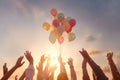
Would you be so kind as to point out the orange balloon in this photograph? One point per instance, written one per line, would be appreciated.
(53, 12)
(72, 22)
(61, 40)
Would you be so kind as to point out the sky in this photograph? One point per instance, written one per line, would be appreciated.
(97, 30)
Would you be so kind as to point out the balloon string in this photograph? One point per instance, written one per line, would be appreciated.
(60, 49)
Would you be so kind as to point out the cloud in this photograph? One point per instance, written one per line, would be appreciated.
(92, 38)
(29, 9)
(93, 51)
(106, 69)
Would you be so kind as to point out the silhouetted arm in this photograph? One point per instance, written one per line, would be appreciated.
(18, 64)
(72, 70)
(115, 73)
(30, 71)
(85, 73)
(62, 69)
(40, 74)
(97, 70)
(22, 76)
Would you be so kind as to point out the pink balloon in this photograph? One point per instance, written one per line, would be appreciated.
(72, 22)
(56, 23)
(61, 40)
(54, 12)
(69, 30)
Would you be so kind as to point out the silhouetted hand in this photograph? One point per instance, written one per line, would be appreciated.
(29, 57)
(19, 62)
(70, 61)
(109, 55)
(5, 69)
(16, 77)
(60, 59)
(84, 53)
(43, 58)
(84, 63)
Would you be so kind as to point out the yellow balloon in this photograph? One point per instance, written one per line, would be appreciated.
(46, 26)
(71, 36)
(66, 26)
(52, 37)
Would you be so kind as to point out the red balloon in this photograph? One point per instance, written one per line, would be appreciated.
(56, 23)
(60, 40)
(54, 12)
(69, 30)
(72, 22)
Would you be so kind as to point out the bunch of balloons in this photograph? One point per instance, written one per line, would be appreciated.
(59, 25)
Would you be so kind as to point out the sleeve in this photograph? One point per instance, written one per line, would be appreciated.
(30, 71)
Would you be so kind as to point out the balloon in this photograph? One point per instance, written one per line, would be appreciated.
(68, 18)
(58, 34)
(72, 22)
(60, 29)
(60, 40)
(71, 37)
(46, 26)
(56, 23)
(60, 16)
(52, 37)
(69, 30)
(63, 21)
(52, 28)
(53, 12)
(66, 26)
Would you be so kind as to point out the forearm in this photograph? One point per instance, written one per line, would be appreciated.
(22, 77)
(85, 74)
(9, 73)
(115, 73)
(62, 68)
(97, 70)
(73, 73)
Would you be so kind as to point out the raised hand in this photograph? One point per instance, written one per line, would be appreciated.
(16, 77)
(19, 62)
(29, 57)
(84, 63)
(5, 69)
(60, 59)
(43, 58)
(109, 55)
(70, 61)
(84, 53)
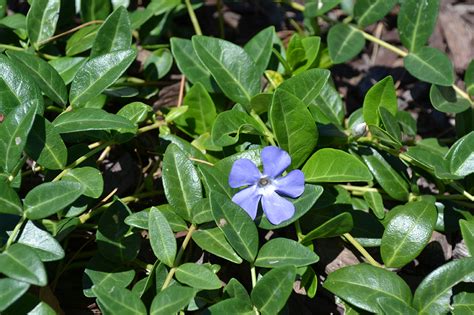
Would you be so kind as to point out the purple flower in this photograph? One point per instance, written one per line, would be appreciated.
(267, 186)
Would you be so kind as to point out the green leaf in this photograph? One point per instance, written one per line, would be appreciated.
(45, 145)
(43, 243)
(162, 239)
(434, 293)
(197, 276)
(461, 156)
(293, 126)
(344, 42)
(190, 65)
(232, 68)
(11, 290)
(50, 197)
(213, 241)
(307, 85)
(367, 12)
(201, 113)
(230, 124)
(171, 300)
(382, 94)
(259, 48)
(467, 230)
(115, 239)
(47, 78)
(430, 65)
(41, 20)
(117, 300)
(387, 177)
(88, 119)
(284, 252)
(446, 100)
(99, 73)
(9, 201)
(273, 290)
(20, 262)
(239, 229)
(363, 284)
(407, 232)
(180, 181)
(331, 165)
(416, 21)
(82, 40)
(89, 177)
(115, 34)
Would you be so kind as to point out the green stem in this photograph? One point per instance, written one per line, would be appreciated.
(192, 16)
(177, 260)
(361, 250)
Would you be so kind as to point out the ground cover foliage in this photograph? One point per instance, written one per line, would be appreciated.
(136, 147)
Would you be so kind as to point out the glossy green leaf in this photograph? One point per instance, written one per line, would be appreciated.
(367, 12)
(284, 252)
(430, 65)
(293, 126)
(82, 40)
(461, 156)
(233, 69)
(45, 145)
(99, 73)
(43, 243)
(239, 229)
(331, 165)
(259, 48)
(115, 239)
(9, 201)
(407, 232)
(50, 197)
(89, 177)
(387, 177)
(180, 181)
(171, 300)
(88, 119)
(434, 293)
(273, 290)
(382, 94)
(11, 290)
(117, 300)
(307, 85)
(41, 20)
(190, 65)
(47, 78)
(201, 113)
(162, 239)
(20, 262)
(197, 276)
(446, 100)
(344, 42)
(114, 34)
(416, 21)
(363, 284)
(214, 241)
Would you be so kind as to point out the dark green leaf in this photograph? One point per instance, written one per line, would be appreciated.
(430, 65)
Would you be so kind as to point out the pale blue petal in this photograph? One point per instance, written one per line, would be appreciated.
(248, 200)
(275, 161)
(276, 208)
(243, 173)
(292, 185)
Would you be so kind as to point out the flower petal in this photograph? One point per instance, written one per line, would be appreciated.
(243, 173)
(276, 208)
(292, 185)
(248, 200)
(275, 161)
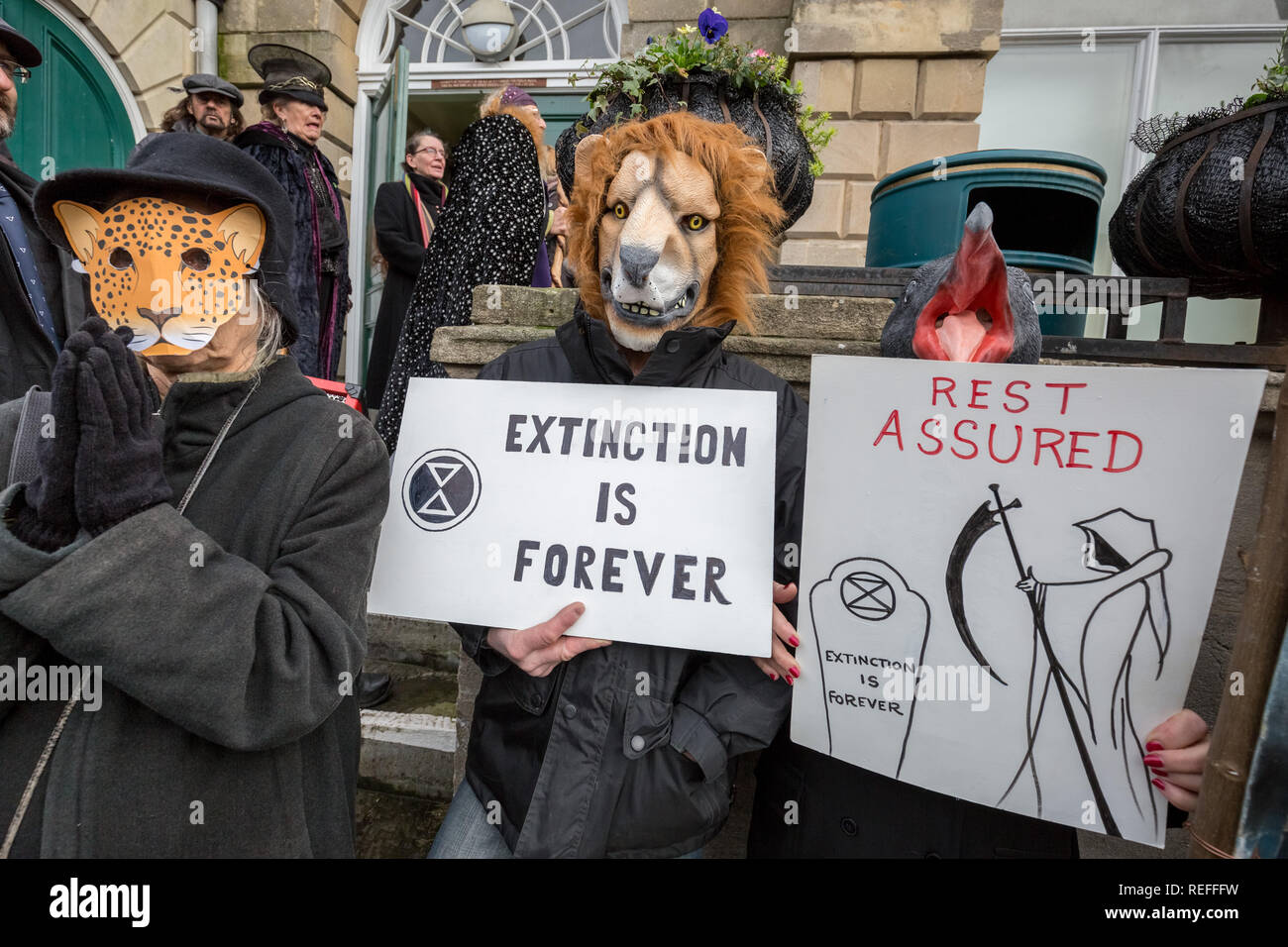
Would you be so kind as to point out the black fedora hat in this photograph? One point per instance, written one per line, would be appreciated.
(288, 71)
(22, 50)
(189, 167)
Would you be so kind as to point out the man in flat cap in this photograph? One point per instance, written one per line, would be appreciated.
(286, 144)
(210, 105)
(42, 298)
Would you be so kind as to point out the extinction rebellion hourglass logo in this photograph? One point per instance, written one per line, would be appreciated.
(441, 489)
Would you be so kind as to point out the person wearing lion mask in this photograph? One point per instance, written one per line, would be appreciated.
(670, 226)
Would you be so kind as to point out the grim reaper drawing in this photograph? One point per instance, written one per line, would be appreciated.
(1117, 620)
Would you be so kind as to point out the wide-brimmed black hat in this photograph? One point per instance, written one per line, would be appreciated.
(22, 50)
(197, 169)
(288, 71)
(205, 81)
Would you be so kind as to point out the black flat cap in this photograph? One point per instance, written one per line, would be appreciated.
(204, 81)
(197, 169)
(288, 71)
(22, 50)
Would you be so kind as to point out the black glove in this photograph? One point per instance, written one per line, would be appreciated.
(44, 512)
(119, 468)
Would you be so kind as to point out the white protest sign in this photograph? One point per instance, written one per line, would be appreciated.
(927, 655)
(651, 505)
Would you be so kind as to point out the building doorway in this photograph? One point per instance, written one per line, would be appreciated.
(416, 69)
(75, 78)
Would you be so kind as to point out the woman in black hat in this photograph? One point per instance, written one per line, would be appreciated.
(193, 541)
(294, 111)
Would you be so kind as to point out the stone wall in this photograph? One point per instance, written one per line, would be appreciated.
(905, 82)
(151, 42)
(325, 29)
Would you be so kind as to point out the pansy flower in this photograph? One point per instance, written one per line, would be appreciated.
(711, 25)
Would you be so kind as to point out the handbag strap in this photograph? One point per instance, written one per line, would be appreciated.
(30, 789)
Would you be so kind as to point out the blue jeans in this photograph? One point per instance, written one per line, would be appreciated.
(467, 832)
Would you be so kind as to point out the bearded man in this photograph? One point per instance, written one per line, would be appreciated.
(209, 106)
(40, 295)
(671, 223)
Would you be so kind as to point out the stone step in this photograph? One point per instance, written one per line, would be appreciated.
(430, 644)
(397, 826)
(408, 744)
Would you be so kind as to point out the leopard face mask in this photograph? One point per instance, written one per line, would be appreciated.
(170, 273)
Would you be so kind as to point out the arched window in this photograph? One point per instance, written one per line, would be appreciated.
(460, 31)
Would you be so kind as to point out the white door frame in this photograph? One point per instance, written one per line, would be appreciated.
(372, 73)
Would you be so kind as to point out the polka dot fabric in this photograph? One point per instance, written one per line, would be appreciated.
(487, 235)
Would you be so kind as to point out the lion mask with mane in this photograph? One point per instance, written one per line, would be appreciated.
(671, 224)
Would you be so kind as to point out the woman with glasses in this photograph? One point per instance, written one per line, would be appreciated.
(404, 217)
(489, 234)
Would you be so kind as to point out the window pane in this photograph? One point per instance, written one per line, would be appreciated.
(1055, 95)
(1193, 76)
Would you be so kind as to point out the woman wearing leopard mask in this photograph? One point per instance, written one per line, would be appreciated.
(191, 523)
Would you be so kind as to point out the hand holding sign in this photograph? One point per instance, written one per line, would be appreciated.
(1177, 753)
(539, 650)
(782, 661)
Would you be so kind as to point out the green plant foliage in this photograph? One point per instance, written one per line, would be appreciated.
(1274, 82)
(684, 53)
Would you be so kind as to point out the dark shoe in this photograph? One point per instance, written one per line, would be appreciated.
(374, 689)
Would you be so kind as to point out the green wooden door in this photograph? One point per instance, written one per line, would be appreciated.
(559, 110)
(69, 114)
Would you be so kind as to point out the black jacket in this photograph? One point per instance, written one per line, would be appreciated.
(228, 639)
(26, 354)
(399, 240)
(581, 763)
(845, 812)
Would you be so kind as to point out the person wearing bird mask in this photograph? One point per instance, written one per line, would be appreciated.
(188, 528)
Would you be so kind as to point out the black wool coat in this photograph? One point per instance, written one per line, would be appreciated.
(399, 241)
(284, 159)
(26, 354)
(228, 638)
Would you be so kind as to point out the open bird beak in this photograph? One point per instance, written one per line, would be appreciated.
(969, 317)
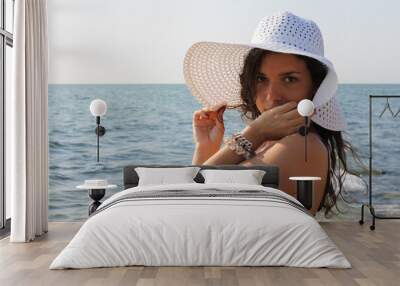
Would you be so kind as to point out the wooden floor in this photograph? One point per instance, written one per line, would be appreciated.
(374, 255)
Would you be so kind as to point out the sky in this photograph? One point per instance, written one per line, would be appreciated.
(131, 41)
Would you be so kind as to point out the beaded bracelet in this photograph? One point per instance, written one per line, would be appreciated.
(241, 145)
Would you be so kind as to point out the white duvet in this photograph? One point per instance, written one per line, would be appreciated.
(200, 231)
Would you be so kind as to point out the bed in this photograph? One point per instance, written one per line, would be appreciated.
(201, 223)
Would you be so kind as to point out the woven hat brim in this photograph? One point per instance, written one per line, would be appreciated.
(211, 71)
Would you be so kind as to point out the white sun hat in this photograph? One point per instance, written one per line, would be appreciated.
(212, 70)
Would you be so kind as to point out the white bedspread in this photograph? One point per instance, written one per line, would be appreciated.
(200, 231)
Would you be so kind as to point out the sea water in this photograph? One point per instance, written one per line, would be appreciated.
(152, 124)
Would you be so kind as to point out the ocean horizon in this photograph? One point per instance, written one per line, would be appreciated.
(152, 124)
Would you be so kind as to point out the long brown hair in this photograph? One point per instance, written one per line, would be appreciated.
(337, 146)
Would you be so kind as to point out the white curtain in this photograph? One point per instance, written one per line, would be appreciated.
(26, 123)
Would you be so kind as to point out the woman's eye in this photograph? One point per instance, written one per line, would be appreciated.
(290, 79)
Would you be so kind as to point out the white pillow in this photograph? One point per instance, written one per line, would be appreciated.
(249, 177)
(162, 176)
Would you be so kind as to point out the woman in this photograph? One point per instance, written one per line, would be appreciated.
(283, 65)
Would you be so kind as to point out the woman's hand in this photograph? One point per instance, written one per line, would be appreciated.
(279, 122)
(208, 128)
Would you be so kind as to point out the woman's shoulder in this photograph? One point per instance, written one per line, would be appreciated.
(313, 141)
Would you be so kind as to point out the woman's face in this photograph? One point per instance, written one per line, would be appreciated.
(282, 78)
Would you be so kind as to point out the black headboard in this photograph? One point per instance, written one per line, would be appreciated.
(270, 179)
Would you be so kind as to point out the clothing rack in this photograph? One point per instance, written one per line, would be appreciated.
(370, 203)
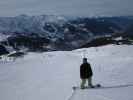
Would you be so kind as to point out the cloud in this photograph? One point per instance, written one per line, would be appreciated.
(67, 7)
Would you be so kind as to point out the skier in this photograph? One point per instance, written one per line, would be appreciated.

__________

* [SET TASK]: Beginning at the line that contains "Would you be so kind as to point out the long", copy each remaining line of the records exactly, through the final one. Omit the pictures.

* [FINAL RESULT]:
Would you be so kind as to point out the long brown hair in this photograph? One point per instance, written one per line, would be appreciated.
(337, 146)
Would you be so kind as to point out the white curtain in this photograph? One point per instance, written one per line, would be appreciated.
(26, 123)
Would you be so kind as to point out the woman's eye in this photograph? One point per instance, written one per line, would be appreciated.
(290, 79)
Would you be so kind as to point out the white pillow in this photograph? One point per instance, written one per line, would be appreciated.
(249, 177)
(162, 176)
Would you be so kind as to point out the woman in this photograph? One point per instance, written one per line, would be appreciated.
(283, 65)
Would you be so kind as to point out the woman's hand in this photograph? One point per instance, written one per line, would be appreciated.
(279, 122)
(208, 128)
Would you be so kind as to point out the woman's shoulder in this photograph? One point per instance, written one per line, would be appreciated.
(313, 141)
Would you be so kind as to point out the woman's face in this photograph? One point per instance, written one per line, would be appreciated.
(282, 78)
Would you be so kind as to point out the black headboard in this photograph? One point per instance, written one per line, would be appreciated.
(270, 179)
Would you be so kind as to point out the clothing rack in this photograph? One point per instance, written one per line, would be appreciated.
(370, 203)
Would you be so kind as to point out the cloud in this photograph? One point per instance, written one per line, would be appreciated.
(67, 7)
Would you be so kind as to point out the skier in this photograph? One point per instance, written one per line, would be appreciated.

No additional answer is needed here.